_What you have to do:_
Look through the entries and report how many lines include the word "below". Give the number alone.

[Stored data entries]
▼
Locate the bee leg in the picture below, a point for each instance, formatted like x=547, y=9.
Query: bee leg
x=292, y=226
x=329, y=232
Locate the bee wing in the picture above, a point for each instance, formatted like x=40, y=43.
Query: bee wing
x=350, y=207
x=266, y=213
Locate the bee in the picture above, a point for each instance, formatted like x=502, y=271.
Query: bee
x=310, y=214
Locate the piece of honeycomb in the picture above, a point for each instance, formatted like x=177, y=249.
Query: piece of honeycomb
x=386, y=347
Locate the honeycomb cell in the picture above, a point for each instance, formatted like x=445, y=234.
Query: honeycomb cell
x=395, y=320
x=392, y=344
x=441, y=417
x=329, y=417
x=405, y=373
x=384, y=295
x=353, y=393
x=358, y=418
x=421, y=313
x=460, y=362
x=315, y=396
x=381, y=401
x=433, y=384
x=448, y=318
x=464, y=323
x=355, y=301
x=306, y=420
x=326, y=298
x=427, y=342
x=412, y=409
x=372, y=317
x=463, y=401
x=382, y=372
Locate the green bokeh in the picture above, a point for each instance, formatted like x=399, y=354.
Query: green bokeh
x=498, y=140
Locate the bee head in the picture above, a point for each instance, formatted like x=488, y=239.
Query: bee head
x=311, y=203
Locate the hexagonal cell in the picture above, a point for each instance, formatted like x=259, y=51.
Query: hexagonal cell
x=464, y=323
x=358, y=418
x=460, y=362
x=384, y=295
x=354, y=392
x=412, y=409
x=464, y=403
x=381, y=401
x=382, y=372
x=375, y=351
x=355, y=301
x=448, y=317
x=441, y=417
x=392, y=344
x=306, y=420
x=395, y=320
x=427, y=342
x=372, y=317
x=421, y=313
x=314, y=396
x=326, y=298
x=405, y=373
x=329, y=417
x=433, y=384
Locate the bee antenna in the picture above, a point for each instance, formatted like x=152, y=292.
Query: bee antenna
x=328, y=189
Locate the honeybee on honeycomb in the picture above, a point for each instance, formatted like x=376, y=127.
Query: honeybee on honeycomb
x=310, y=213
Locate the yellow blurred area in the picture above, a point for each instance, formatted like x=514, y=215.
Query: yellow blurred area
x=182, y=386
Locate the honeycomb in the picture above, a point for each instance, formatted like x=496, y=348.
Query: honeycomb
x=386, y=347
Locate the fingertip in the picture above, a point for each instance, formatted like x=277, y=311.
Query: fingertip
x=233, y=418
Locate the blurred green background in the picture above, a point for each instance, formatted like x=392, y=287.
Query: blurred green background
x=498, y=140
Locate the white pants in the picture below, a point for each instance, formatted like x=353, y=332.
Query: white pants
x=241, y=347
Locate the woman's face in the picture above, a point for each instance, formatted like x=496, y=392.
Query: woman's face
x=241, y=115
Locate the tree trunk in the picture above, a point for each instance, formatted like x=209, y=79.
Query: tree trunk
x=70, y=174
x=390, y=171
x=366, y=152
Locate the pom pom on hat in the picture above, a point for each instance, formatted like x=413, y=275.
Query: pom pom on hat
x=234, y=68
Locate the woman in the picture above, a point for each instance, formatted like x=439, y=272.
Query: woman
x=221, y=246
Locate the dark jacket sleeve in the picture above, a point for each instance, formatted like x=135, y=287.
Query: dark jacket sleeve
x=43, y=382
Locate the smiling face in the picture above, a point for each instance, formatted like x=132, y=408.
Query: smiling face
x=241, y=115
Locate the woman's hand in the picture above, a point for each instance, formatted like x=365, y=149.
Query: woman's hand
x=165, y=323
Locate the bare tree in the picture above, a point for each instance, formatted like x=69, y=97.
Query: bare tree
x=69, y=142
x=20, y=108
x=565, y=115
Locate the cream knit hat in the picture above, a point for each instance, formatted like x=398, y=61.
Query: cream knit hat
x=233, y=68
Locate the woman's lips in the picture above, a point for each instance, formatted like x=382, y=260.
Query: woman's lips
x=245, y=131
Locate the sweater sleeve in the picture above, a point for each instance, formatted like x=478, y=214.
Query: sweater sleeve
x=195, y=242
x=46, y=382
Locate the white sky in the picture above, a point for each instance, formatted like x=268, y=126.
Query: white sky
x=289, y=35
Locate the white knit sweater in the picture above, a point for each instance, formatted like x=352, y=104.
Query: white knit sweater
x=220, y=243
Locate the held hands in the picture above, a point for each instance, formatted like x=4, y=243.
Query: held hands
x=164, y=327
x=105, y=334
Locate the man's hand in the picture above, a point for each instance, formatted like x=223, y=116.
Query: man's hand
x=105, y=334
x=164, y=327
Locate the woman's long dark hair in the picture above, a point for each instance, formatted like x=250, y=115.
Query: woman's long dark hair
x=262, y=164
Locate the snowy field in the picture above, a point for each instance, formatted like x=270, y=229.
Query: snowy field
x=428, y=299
▲
_Answer for the task:_
2